## [BRANO DI PARTENZA]
Dicembre 21st, 2013 Riccardo Fucile

UN IMPRENDITORE RACCONTA AI PM LE PRESSIONI DELL’EX DIRETTORE DE “L’AVANTI!”:…L’INCHIESTA SU UN OSPEDALE MAI COSTRUITO A PANAMA

Valter Lavitola, già  ai domiciliari, torna in carcere. L’accusa: corruzione e tentata estorsione al colosso delle grandi opere Impregilo.
E Silvio Berlusconi torna invece al centro di un’inchiesta. L’ex premier non è indagato, ma nelle carte viene descritto al rango di un burattino nelle mani del faccendiere salernitano.
Da un lato è in “provata condizione di ricattabilità ” — la prova sta nella condanna in appello di Lavitola per estorsione ai danni del Cavaliere — e dall’altro, nell’agosto 2011, “veicola la richiesta estorsiva” di Lavitola nei confronti di Massimo Ponzellini, presidente di Impregilo.

## [BREVE ESERCIZIO A]
Traduci in inglese questa frase del brano di partenza: «E Silvio Berlusconi torna invece al centro di un’inchiesta.»
## [BREVE ESERCIZIO B]
Nel brano di partenza, su che cosa si basa la «provata condizione di ricattabilità» attribuita all'ex premier? Spiegalo in una o due frasi.
L'elenco che viene dopo è materiale a sé, distinto dal brano.

## [MATERIALE RACCOLTO]
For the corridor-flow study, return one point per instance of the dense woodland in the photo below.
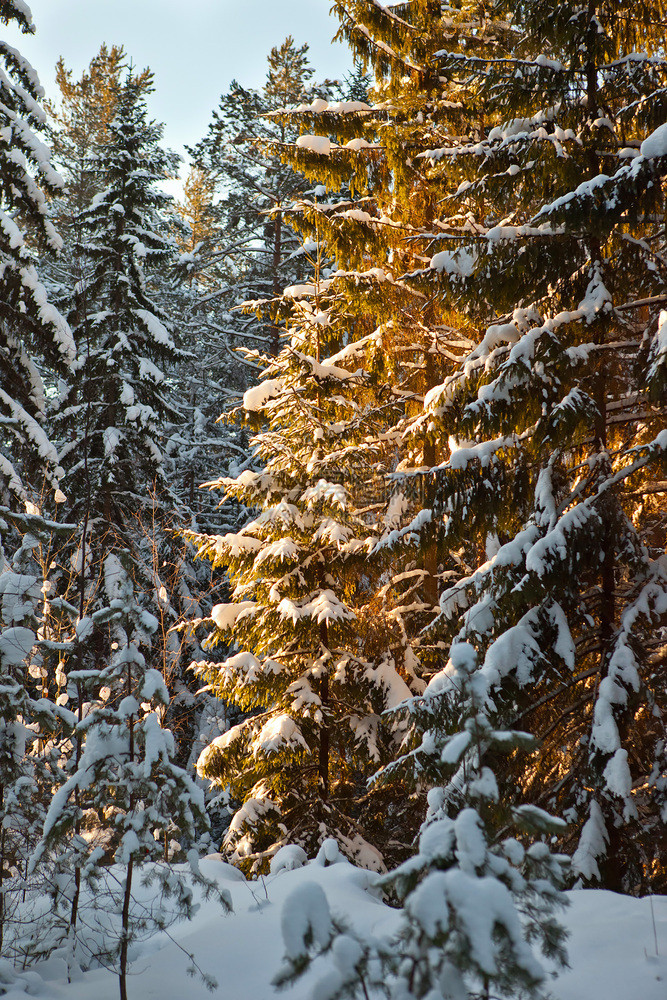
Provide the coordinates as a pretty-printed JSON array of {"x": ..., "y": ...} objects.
[{"x": 409, "y": 591}]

## [RISPOSTA ATTESA A]
And Silvio Berlusconi, for his part, is back at the center of an investigation.

## [RISPOSTA ATTESA B]
La prova di questa condizione sta nella condanna in appello di Lavitola per estorsione ai danni del Cavaliere.